> _WHAT THE TASK ASKS_: Revise the poem from "Words paint of" to "What is it?", swapping "picture" for "portrait".

What is it men seek?
None can say what tis’ is,
But all know it exists.
Words paint of it a poor picture,
Been described since time immemorial.
Many forms it can take,
Strikes upon man when they least expect.
You can’t plan for its arrival,
Strong men fall in its presence.
Like an X-ray right through,
Time reveals all.
What is it?
- Knowing the value of taking time off to do nothing. (If you’re reading this, thank you Joseph Chen for this gentle reminder that i’m not a super-human and we all sometimes deserve a break from our schedule. It was a good reminder. 🙂 ) Personally, I have a tendency to cram pack my schedule super tight and make sure that i’m always doing something. I have this habit to want to be as productive as I can and may be overly ambitious initially. I’ve come to learn that busyness doesn’t necessarily always lead to accomplishing the most. Also, you can’t last long and will burn out very quickly this way too.

> _RAW RECORDS_:
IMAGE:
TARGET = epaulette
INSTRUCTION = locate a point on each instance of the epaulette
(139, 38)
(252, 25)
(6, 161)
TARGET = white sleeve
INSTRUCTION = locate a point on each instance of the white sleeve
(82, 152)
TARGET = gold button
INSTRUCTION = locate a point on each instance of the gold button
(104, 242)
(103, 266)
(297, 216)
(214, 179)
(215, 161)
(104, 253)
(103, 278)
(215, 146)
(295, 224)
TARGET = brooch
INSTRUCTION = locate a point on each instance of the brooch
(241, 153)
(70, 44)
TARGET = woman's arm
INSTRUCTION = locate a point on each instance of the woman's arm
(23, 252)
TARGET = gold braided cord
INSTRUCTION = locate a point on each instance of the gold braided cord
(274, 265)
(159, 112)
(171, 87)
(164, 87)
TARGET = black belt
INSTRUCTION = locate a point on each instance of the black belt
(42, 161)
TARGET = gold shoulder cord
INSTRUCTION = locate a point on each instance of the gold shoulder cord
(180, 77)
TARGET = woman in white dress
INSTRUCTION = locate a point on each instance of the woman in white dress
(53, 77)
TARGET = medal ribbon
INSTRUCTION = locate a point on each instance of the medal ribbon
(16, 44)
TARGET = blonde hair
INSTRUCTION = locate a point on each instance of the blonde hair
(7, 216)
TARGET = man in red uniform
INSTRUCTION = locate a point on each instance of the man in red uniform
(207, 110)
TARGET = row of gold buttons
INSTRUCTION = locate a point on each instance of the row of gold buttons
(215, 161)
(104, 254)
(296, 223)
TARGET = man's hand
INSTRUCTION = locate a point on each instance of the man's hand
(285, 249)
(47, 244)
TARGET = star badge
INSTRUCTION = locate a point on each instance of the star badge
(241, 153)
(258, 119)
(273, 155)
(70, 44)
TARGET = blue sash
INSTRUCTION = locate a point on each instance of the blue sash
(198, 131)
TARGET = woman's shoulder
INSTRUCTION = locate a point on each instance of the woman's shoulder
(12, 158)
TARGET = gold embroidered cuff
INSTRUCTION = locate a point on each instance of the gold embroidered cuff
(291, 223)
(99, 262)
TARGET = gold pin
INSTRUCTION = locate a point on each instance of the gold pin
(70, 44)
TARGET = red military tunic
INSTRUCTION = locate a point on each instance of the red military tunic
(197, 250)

> _WRITTEN RESPONSE_:
Words paint of it a poor portrait,
Been described since time immemorial.
Many forms it can take,
Strikes upon man when they least expect.
You can’t plan for its arrival,
Strong men fall in its presence.
Like an X-ray right through,
Time reveals all.
What is it?